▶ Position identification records
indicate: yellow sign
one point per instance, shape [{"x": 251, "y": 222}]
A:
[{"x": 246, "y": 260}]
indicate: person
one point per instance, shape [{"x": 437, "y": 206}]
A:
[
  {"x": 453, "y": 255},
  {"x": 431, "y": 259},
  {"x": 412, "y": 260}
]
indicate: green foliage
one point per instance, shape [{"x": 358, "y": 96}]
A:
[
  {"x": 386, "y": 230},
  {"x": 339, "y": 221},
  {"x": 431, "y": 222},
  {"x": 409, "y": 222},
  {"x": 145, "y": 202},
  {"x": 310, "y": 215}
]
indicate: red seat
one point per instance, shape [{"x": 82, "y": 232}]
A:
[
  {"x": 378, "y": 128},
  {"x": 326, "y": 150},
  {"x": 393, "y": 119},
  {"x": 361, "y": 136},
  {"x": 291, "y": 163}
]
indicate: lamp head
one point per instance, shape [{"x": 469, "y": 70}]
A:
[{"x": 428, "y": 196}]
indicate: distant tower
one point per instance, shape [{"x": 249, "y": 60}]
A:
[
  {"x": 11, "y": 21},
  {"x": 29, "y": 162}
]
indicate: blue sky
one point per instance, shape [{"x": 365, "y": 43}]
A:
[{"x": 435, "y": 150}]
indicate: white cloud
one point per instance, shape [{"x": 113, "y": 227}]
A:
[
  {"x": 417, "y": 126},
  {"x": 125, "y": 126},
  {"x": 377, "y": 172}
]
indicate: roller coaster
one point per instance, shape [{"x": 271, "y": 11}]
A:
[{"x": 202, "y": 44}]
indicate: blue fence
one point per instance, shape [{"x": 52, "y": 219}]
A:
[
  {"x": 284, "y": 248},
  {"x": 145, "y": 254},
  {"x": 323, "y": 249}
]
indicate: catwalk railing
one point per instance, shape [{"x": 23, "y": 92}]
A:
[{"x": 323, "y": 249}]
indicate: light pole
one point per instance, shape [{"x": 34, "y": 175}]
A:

▶ DIRECTION
Turn the lines above into a Markdown table with the columns "Row" and "Line," giving each line its own numbered row and leaving out any blank lines.

▶ WRITTEN SOLUTION
| Row | Line |
|---|---|
| 1 | indicate: yellow sign |
| 2 | one point per instance, shape [{"x": 251, "y": 222}] |
| 3 | A: |
| 4 | [{"x": 246, "y": 260}] |
| 5 | indicate: person |
| 6 | one point per instance, shape [{"x": 437, "y": 206}] |
| 7 | A: |
| 8 | [ |
| 9 |   {"x": 453, "y": 255}, |
| 10 |   {"x": 431, "y": 259}, |
| 11 |   {"x": 412, "y": 260} |
| 12 | ] |
| 13 | indicate: green foliage |
| 14 | one point per instance, shape [{"x": 358, "y": 96}] |
| 15 | A: |
| 16 | [ |
| 17 |   {"x": 386, "y": 230}, |
| 18 |   {"x": 339, "y": 221}, |
| 19 |   {"x": 431, "y": 222}, |
| 20 |   {"x": 409, "y": 222}, |
| 21 |   {"x": 145, "y": 202}, |
| 22 |   {"x": 310, "y": 215} |
| 23 | ] |
| 24 | indicate: red seat |
| 25 | one point per instance, shape [{"x": 82, "y": 232}] |
| 26 | A: |
| 27 | [ |
| 28 |   {"x": 378, "y": 128}, |
| 29 |   {"x": 326, "y": 150}, |
| 30 |   {"x": 393, "y": 119}, |
| 31 |   {"x": 361, "y": 136}, |
| 32 |   {"x": 291, "y": 163} |
| 33 | ] |
| 34 | indicate: lamp head |
| 35 | one point per instance, shape [{"x": 469, "y": 70}] |
| 36 | A: |
| 37 | [{"x": 428, "y": 196}] |
| 38 | indicate: distant tower |
| 39 | one point per instance, shape [{"x": 249, "y": 60}] |
| 40 | A: |
| 41 | [ |
| 42 |   {"x": 11, "y": 21}, |
| 43 |   {"x": 29, "y": 162} |
| 44 | ] |
| 45 | indicate: blue sky |
| 46 | one point per instance, shape [{"x": 365, "y": 43}] |
| 47 | A: |
| 48 | [{"x": 435, "y": 150}] |
| 49 | indicate: white cloud |
| 50 | one point per instance, shape [{"x": 113, "y": 227}] |
| 51 | A: |
| 52 | [ |
| 53 |   {"x": 417, "y": 126}, |
| 54 |   {"x": 125, "y": 126}, |
| 55 |   {"x": 377, "y": 172} |
| 56 | ] |
| 57 | indicate: roller coaster |
| 58 | one point per instance, shape [{"x": 271, "y": 11}] |
| 59 | A: |
| 60 | [{"x": 202, "y": 44}] |
| 61 | indicate: blue fence |
| 62 | one point per instance, shape [{"x": 52, "y": 219}] |
| 63 | A: |
| 64 | [ |
| 65 |   {"x": 284, "y": 248}, |
| 66 |   {"x": 145, "y": 254}, |
| 67 |   {"x": 323, "y": 249} |
| 68 | ] |
| 69 | indicate: catwalk railing |
| 70 | one point per instance, shape [{"x": 23, "y": 92}] |
| 71 | A: |
| 72 | [{"x": 323, "y": 249}] |
| 73 | indicate: light pole |
| 74 | one point per instance, shape [{"x": 34, "y": 175}] |
| 75 | A: |